*Short problem:* Please copy out the listing below word for word, from its first line to its last, leaving out the pictures.

*Data provided:*
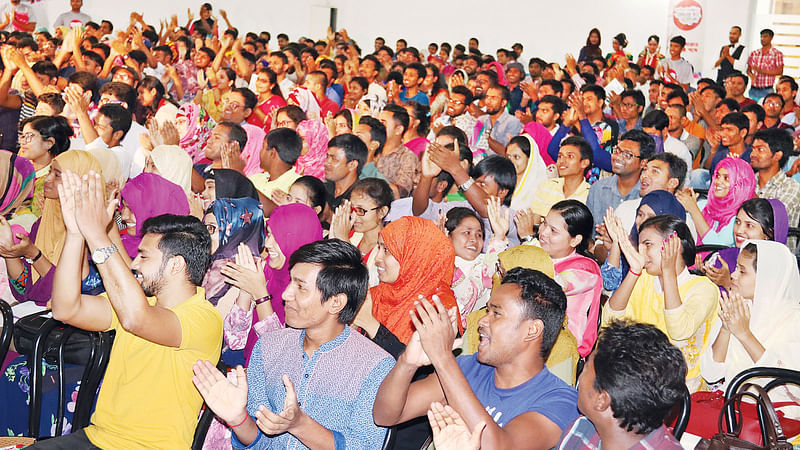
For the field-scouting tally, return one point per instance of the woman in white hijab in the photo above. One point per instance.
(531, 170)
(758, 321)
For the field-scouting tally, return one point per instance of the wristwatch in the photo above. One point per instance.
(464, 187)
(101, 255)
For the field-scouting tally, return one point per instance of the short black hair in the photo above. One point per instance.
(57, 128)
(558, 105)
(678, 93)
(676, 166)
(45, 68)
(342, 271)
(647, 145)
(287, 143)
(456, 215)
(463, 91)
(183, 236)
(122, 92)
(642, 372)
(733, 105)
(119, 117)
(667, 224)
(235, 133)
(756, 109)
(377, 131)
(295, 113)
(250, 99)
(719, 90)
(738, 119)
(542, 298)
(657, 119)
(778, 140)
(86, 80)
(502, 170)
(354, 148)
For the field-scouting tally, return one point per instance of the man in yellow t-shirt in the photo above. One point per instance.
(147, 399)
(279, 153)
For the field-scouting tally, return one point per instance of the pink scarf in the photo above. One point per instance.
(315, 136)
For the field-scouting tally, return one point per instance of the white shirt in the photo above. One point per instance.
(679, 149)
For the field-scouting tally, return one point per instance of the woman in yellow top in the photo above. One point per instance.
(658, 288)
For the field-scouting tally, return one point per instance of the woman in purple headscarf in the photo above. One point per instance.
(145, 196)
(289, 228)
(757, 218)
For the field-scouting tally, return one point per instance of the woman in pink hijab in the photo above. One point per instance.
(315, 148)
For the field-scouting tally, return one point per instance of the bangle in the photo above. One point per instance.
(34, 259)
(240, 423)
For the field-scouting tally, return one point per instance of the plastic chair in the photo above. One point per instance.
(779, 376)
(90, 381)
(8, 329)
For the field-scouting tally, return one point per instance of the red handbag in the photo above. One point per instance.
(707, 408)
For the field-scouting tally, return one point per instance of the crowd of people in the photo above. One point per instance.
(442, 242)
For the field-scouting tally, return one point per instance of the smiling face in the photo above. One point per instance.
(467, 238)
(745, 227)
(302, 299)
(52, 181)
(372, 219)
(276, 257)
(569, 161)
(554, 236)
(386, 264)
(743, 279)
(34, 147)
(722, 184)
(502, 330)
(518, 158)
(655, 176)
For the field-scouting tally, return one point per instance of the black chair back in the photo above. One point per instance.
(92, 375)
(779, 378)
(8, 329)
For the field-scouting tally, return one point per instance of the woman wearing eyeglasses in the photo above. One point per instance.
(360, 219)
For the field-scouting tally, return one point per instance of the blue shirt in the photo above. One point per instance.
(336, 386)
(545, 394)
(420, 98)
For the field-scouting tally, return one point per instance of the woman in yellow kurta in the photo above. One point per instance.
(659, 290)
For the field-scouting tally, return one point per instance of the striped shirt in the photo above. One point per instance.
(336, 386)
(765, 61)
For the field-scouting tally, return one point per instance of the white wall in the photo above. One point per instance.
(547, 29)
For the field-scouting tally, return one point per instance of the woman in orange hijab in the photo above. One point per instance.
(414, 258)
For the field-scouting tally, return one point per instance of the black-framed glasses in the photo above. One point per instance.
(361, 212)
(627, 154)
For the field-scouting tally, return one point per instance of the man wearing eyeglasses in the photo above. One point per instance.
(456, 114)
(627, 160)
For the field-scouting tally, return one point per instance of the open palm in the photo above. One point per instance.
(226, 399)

*Right answer:*
For the field-scouting tally, return one point per instance of the woman in white hijab in the photo above. One point per instance.
(531, 170)
(758, 321)
For the field-scouting tally, return one point per instance of the wristwatch in the photo above. One point per instance.
(464, 187)
(101, 255)
For the field-scouting tally, return one point per instance of the short black hair in the photo above. One point per instance.
(57, 128)
(558, 105)
(678, 93)
(676, 166)
(45, 68)
(342, 271)
(647, 145)
(287, 143)
(456, 215)
(463, 91)
(183, 236)
(122, 92)
(642, 372)
(733, 105)
(119, 117)
(667, 224)
(235, 133)
(756, 109)
(377, 131)
(295, 113)
(250, 99)
(719, 90)
(738, 119)
(542, 298)
(657, 119)
(778, 140)
(86, 80)
(502, 170)
(354, 148)
For the field-scouting tally, return one point per instance of the man in yellow t-shirt in the photo above. One point per instance.
(147, 399)
(279, 153)
For the field-scouting tally, return one point per instance of the pink scarf in the photo above. One point per instance.
(315, 136)
For the field-scouting tally, return one point per instance of the white shirt in the photo above. One point per instance.
(679, 149)
For the field-scouting tally, return one point per instance of the woman in yellow top in the photo above. One point per instance.
(658, 288)
For the field-scouting tally, return one point per instance of the woman in purple headscarf in the photo above. One point per instance.
(145, 196)
(289, 228)
(757, 218)
For the field-scouting tally, return one point per instance of the woman in pink hijab in the photo above. One point per instance.
(315, 148)
For the field-scouting tally, return one point per instance of the bangle in the photo above. One point per instance.
(34, 259)
(240, 423)
For the field-scouting tally, return one point per instance of the plastic chair in the photo above. One point per instance.
(779, 376)
(90, 381)
(8, 329)
For the field-scouting tally, return one point per instance of the red handbag in the photo above. One point per instance.
(707, 408)
For the field-scouting tally, return one point per instance of the crowd of people in the photo above. One point per instance.
(442, 242)
For the field-scouting tally, return one point per instance of the smiling face in the photo above. One point per instance.
(467, 238)
(745, 227)
(302, 299)
(52, 181)
(372, 219)
(276, 257)
(569, 161)
(554, 236)
(386, 264)
(743, 279)
(34, 147)
(722, 184)
(502, 330)
(518, 158)
(655, 176)
For the field-scouting tally, return one point per instance of the black chair back in the photo above. One point per instance.
(92, 375)
(779, 378)
(8, 329)
For the field-scouting tally, return one point per instance of the woman wearing eyeglasses in the photo above. One point per instance.
(360, 219)
For the field-scouting tally, return one point per instance of the blue shirt in the photo above. One point per instance.
(336, 386)
(545, 394)
(420, 98)
For the field-scouting tally, return one point per instance of the woman in yellow kurta in the photo above. One point per instance.
(659, 290)
For the field-scouting tally, return one point per instance of the striped shirt in the photo above. One point per instance.
(336, 386)
(765, 61)
For the field-scouting tally, return one point per instance of the white wall in the photo above. One point per instance.
(547, 29)
For the field-scouting tally, return one point per instance of the woman in orange hijab in the photo above. One point per instance.
(414, 258)
For the field-scouting tally, return one point per instance of the black-framed glasses in the photo above. One point per instance.
(361, 212)
(627, 154)
For the field-scouting tally, return one point per instance of the man wearing eyeglasses in the photo above. One point per instance.
(456, 114)
(627, 160)
For the field-scouting tally, return one point per instance of the open palm in the photo above. One point per instance.
(226, 399)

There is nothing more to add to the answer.